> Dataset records
+++++

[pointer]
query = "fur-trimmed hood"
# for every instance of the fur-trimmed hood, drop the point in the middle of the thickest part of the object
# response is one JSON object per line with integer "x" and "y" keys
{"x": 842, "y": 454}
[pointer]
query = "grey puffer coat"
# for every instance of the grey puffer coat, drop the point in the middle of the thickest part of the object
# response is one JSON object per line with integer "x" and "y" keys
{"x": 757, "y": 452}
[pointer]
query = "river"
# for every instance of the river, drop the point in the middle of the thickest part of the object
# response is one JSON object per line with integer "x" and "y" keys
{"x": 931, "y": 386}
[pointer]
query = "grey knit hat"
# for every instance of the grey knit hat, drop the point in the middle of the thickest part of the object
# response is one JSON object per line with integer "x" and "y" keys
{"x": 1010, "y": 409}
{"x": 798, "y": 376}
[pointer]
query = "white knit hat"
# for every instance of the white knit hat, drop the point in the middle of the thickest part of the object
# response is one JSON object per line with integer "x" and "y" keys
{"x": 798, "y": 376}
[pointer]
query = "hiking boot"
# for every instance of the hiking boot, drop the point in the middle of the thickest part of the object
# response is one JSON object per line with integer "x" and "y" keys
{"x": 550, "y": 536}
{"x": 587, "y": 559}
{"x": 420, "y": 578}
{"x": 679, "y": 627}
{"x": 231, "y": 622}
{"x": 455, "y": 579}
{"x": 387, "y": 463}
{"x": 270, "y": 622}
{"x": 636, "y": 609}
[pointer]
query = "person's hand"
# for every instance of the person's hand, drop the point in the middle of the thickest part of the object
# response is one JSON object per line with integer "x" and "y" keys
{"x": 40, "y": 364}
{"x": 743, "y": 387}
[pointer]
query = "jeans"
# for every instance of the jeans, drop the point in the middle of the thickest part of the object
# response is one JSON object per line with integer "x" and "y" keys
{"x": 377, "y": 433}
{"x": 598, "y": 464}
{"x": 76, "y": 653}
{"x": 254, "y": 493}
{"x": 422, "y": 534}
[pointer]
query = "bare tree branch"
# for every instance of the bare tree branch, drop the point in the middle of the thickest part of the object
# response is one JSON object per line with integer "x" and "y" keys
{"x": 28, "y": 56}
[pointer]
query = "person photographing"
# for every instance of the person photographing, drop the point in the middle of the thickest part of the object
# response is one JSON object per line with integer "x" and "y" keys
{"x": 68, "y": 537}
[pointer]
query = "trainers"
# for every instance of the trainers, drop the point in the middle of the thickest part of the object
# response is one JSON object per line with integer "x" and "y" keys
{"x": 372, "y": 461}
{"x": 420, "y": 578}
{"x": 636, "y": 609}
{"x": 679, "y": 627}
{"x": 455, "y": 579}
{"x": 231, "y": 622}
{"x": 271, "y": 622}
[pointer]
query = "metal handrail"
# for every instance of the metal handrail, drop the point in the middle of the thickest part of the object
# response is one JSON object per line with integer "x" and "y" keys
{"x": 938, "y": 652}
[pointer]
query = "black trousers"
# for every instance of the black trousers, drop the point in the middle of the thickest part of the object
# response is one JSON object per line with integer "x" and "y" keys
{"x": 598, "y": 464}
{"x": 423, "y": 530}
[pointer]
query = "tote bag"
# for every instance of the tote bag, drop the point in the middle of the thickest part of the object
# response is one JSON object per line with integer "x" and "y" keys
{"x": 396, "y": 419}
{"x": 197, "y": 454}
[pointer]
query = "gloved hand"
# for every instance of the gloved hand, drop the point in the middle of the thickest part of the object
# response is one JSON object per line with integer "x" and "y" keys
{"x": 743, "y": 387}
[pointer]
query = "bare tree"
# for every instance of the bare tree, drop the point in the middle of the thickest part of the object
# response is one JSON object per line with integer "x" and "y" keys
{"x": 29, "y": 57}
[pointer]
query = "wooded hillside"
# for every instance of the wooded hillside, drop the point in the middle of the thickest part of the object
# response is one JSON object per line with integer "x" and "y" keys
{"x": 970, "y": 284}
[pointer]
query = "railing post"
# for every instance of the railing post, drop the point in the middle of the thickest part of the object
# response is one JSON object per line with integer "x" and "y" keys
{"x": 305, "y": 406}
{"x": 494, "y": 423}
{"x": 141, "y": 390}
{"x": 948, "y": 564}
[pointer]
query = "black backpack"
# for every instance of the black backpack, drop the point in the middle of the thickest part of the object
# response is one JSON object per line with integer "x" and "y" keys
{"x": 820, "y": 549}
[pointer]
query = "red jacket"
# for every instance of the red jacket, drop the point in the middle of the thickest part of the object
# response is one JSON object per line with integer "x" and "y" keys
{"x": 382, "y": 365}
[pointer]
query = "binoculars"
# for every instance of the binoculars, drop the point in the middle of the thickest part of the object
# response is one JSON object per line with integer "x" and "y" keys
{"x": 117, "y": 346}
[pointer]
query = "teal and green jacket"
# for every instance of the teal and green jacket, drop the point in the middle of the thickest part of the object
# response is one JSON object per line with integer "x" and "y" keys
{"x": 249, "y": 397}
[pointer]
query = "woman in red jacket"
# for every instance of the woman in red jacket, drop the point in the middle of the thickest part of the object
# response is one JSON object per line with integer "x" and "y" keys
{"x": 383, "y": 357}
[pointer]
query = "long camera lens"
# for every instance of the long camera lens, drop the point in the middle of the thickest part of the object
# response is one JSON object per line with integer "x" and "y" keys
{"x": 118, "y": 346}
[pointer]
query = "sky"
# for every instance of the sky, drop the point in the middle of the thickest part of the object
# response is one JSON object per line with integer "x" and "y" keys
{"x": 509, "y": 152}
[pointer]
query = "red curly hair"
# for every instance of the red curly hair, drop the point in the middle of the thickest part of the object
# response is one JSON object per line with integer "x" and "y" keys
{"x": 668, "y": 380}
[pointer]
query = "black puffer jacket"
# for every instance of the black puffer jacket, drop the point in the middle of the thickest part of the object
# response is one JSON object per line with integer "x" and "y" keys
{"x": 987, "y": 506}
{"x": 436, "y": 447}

+++++

> What this task involves
The entries above need to be repeated in full, exactly as written.

> Answer for this exercise
[pointer]
query = "fur-trimmed hood"
# for every instance of the fur-trimmed hood, drop the point in the middle of the thickest part of the object
# response is one JSON object per line with integer "x" and "y" keys
{"x": 842, "y": 454}
[pointer]
query = "grey puffer coat"
# for every instance of the grey puffer coat, drop the point in the middle of the thickest part of the object
# response is one JSON object per line with integer "x" and "y" keys
{"x": 757, "y": 452}
[pointer]
query = "river"
# for every instance of the river, drop the point in the middle of the thickest part of the object
# response is one JSON object per line with integer "x" and "y" keys
{"x": 931, "y": 386}
[pointer]
query = "grey knit hat"
# for every instance of the grey knit hat, drop the point in the middle of the thickest part of the object
# response is one JSON object per line with integer "x" and "y" keys
{"x": 1010, "y": 409}
{"x": 798, "y": 376}
[pointer]
query = "white knit hat"
# for every instance of the white knit hat, drop the point in the middle of the thickest part of the object
# response is one JSON object per line with integer "x" and "y" keys
{"x": 798, "y": 376}
[pointer]
query = "hiking boot"
# for every instance of the hiking boot, drop the point in the middle of the thickest part of the object
# response is one JSON object per line with integer "x" and "y" keys
{"x": 550, "y": 536}
{"x": 587, "y": 559}
{"x": 420, "y": 578}
{"x": 679, "y": 627}
{"x": 231, "y": 622}
{"x": 455, "y": 579}
{"x": 387, "y": 463}
{"x": 270, "y": 622}
{"x": 636, "y": 609}
[pointer]
query = "person's hand"
# for every instance of the person's hand, drop the point in the middle of the thickest part of the object
# response is one JSON object per line with integer "x" and "y" keys
{"x": 40, "y": 364}
{"x": 743, "y": 387}
[pointer]
query = "jeans"
# for every instance of the jeans, drop the point in the middle of the thickest part of the object
# response is one JSON object per line with integer "x" and "y" keys
{"x": 377, "y": 433}
{"x": 598, "y": 464}
{"x": 76, "y": 653}
{"x": 254, "y": 493}
{"x": 422, "y": 534}
[pointer]
query = "bare tree branch"
# for every instance of the bare tree branch, drop the point in the middle of the thickest part of the object
# response is one JSON object per line with integer "x" and "y" keys
{"x": 28, "y": 56}
[pointer]
query = "person photographing"
# for every instance of the person photographing, drop the point in the middle of the thickest part of the object
# response is one JSON object per line with integer "x" and "y" keys
{"x": 68, "y": 537}
[pointer]
query = "trainers"
# for every instance of the trainers, drop the point in the middle of the thickest part of the object
# response is one JSON object per line with integer "x" and "y" keys
{"x": 372, "y": 461}
{"x": 420, "y": 578}
{"x": 636, "y": 609}
{"x": 679, "y": 627}
{"x": 455, "y": 579}
{"x": 231, "y": 622}
{"x": 271, "y": 622}
[pointer]
query = "metal handrail"
# for every instance of the metal handrail, drop the point in the middle of the thickest part of the object
# response is one JSON object per line with integer "x" and "y" keys
{"x": 938, "y": 652}
[pointer]
query = "black trousers"
# for every instance of the black trousers, drop the point in the middle of the thickest part of the object
# response is one JSON object per line with integer "x" and "y" keys
{"x": 598, "y": 464}
{"x": 423, "y": 530}
[pointer]
query = "tote bag"
# for every instance of the tote bag, drop the point in the middle of the thickest part of the object
# response is one JSON object per line with integer "x" and "y" keys
{"x": 396, "y": 419}
{"x": 197, "y": 454}
[pointer]
query = "gloved hand"
# for every instance of the gloved hand, drop the point in the middle of the thickest part of the object
# response is one JSON object per line with integer "x" and "y" keys
{"x": 743, "y": 387}
[pointer]
query = "bare tree"
# for every instance of the bare tree, drop the point in the middle of the thickest part of the object
# response is one JSON object per line with integer "x" and "y" keys
{"x": 29, "y": 57}
[pointer]
query = "wooded hillside"
# for every instance of the wooded hillside, drop the point in the middle of the thickest part of the object
# response is one JSON object per line with integer "x" and "y" keys
{"x": 970, "y": 284}
[pointer]
query = "railing post"
# for every instance of the railing post, drop the point in the middle of the thickest part of the object
# response is one JSON object per line with integer "x" and "y" keys
{"x": 305, "y": 406}
{"x": 494, "y": 423}
{"x": 141, "y": 390}
{"x": 948, "y": 564}
[pointer]
query = "black backpack"
# for every instance of the black backpack, drop the point in the middle of the thickest part of the object
# response is one JSON object per line with integer "x" and "y" keys
{"x": 820, "y": 549}
[pointer]
query = "red jacket"
# for every instance of the red jacket, drop the point in the middle of the thickest part of the object
# response is one JSON object per line with integer "x" and "y" keys
{"x": 382, "y": 365}
[pointer]
query = "binoculars"
# for every instance of the binoculars, drop the point in the middle of the thickest part of the object
# response is one JSON object per line with integer "x" and "y" keys
{"x": 117, "y": 346}
[pointer]
query = "teal and green jacket"
# for every instance of the teal and green jacket, drop the point in the middle of the thickest part of the object
# response is one JSON object per line with integer "x" and "y" keys
{"x": 249, "y": 397}
[pointer]
query = "woman in red jacket"
# for every instance of the woman in red jacket, drop the point in the middle of the thickest part of the object
# response is one JSON object per line with integer "x" and "y" keys
{"x": 383, "y": 357}
[pointer]
query = "long camera lens"
# for every instance of the long camera lens, drop the point in the middle of the thickest part of the object
# response is one JSON object per line with integer "x" and "y" keys
{"x": 118, "y": 346}
[pointer]
query = "sky"
# for every instance of the sky, drop the point in the middle of the thickest part of the object
# response is one JSON object per line with integer "x" and "y" keys
{"x": 509, "y": 152}
[pointer]
query = "red curly hair"
# for every instance of the red curly hair, drop the point in the middle of the thickest part of the object
# response is one JSON object per line with integer "x" and "y" keys
{"x": 668, "y": 380}
[pointer]
query = "black puffer jacket"
# for every instance of the black puffer jacket, drop the point in the middle of the thickest part of the object
# response is one JSON object per line with integer "x" and "y" keys
{"x": 987, "y": 506}
{"x": 436, "y": 447}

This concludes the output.